Text provided:
Introduction
I’ve been working on transforming the manual tracking and testing processes into a fully automated pipeline by converting raw data into a Langfuse dataset via a CLI tool. The goal is simple: take the metadata from that spreadsheet and automate the execution of each individual repository to test our agent's performance at scale.
Importance of Agent Testing Pipelines (APTs)
Basically, we can't rely on manual spreadsheets or checking a single repository to know if the agent is actually working. The reality is that LLMs are non-deterministic, they can work perfectly one time and fail the next, so we need volume to get any real confidence. Scaling this pipeline allows us to run experiments against fifty different projects at once, catching edge cases and regressions that a human would definitely miss. It’s about moving away from "hoping it works" to actually proving it, without spending hours manually verifying every single trace.
.png)
The Workflow
Previously, the tool only handled single-repository test generation. I have now expanded the logic to handle end-to-end execution based on trace metadata.
Here is the current flow of the CLI tool:
- It reads the repository metadata from the Langfuse dataset.
- It clones the specific repository into the benchmark_example folder.
- It starts the agent on that specific workspace.
- The agent kicks off its internal process: indexing the codebase and generating the Docker Compose file.

Data excerpts:
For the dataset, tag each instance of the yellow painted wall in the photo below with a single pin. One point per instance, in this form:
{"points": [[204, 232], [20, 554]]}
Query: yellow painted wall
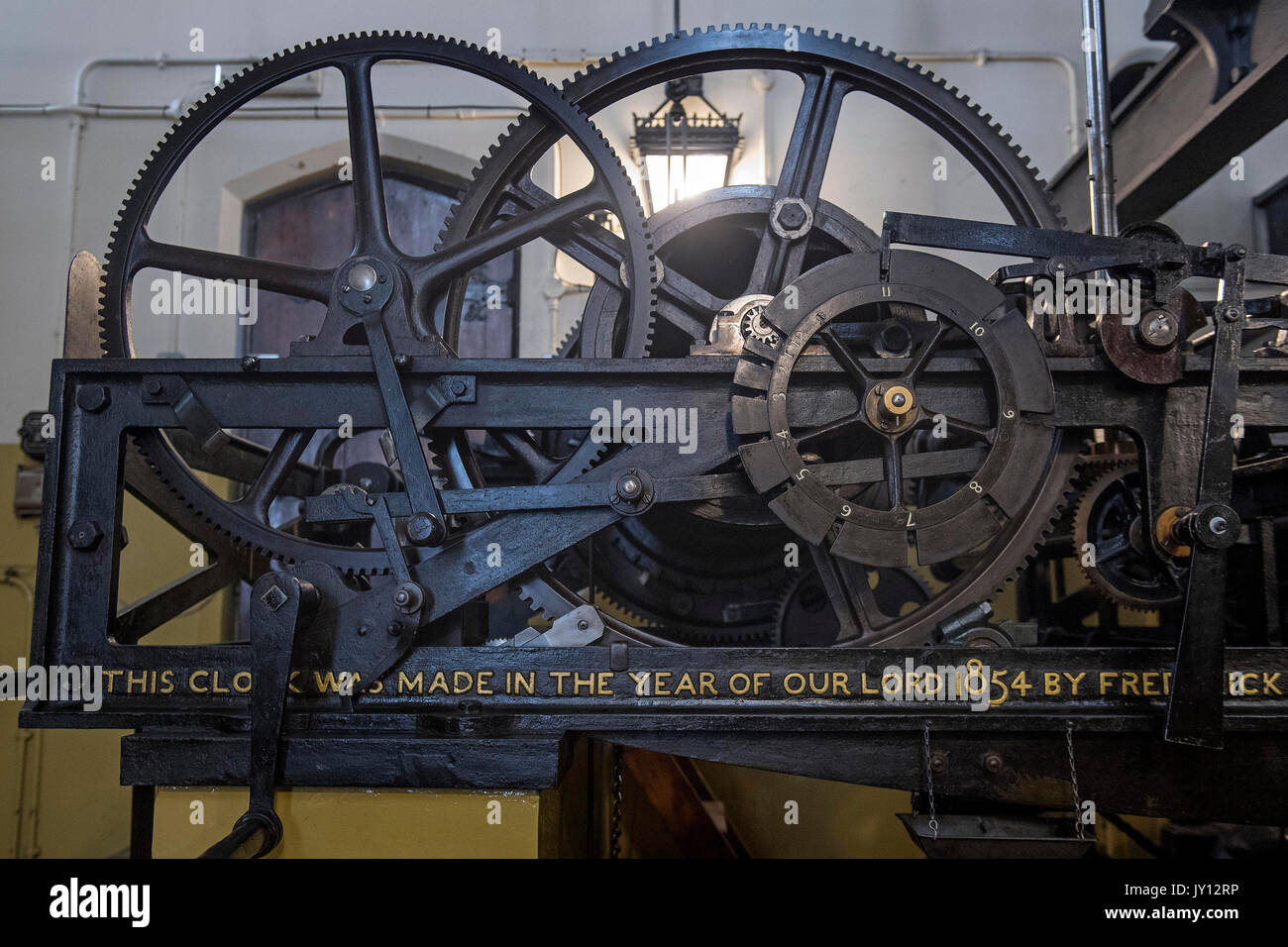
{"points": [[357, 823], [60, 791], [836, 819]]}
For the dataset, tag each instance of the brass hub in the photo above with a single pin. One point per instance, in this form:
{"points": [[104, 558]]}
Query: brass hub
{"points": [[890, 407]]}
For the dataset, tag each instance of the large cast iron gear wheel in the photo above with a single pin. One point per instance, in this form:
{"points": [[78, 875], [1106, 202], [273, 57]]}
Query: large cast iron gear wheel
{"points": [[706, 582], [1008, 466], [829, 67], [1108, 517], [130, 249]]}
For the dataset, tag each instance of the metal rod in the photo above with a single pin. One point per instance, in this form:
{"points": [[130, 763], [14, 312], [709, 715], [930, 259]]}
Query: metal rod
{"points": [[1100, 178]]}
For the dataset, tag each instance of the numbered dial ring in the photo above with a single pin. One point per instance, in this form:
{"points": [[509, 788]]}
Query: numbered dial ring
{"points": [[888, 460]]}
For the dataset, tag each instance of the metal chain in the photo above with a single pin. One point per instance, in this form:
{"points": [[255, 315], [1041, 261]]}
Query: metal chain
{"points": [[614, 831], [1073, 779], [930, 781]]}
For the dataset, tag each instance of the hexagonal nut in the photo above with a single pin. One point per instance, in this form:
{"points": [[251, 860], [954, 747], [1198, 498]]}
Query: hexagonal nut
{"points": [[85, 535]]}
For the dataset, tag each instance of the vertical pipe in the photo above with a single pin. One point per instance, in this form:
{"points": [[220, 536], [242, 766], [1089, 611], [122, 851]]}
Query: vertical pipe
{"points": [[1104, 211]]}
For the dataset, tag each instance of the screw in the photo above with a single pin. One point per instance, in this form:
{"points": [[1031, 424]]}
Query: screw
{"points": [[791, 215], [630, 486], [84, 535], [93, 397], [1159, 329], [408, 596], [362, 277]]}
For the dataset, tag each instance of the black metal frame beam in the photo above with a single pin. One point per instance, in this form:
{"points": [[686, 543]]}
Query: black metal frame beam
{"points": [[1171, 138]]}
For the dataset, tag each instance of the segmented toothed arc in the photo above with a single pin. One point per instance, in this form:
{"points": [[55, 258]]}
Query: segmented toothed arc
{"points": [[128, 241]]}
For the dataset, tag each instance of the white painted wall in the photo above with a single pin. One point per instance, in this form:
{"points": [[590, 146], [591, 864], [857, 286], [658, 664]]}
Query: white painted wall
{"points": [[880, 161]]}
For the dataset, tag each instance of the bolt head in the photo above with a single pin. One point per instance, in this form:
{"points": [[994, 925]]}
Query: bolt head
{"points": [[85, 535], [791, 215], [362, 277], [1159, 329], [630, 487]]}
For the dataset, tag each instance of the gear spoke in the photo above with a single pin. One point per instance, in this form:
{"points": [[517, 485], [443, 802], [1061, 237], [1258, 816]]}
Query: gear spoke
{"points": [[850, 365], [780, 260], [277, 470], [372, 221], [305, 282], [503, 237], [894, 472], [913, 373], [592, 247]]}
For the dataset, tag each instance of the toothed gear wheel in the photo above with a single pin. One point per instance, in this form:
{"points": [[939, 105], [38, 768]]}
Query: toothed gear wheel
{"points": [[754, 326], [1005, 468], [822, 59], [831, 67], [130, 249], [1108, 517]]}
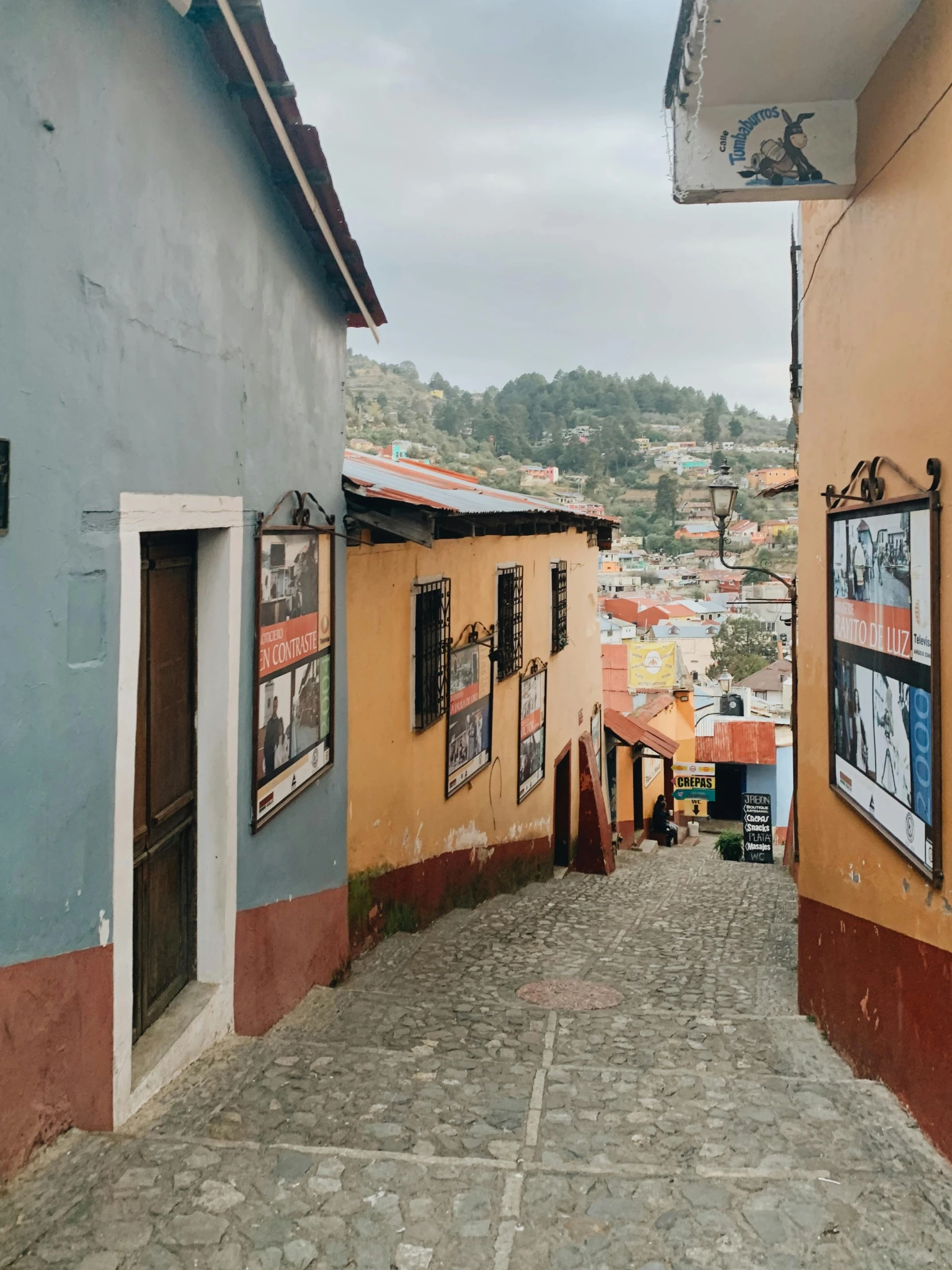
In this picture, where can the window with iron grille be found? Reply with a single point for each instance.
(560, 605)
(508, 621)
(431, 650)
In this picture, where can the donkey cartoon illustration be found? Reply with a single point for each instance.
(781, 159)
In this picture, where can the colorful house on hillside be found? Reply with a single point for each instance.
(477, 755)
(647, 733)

Work instruction A:
Answer these questions from the post on the agent testing pipeline:
(i) What does the CLI tool convert raw data into?
(ii) Against how many different projects does scaling the pipeline allow experiments to run at once?
(iii) Into which folder does the CLI tool clone the specific repository?
Work instruction B:
Please continue the post on the agent testing pipeline from where it stops.

Answer area A:
(i) A Langfuse dataset.
(ii) Fifty.
(iii) The benchmark_example folder.

Answer area B:
By having the CLI manage the repository setup and the agent handle the generation, we can now run full experiments on Docker Compose generation automatically.
Running an Experiment
To run an experiment, I’m using uv. The command is straightforward:
uv run benchmark run <experiment_config.yml>The entire experiment is defined in a YAML configuration file. This allows us to be granular about what we test. In the YAML, you define:
- Dataset & Run Name: To track it in Langfuse.
- Endpoint: The target URL.
- Input Mapping: How variables map to the endpoint.
- Filters: I introduced metadata filtering to control the scope. For example, right now, I’m filtering out "big projects" to prevent crashes while debugging, focusing only on smaller repositories.
- Evaluators: A list of automated checks to run on the output traces.
Current Results and Challenges
When the experiment runs, the results are pushed directly to Langfuse. You can see the specific run and the traces corresponding to each repository tested.
However, I am currently facing a synchronization issue regarding the Docker Compose status.
The CLI waits for a "status up" signal. The problem is that the agent sometimes reports the status as "up" while it is still trying to complete the generation. Consequently, the CLI receives the success signal and shuts down the process before the agent has actually finished the work. This results in truncated runs (e.g., seeing only 4 out of 10 expected items) or infinite loops where the status never resolves.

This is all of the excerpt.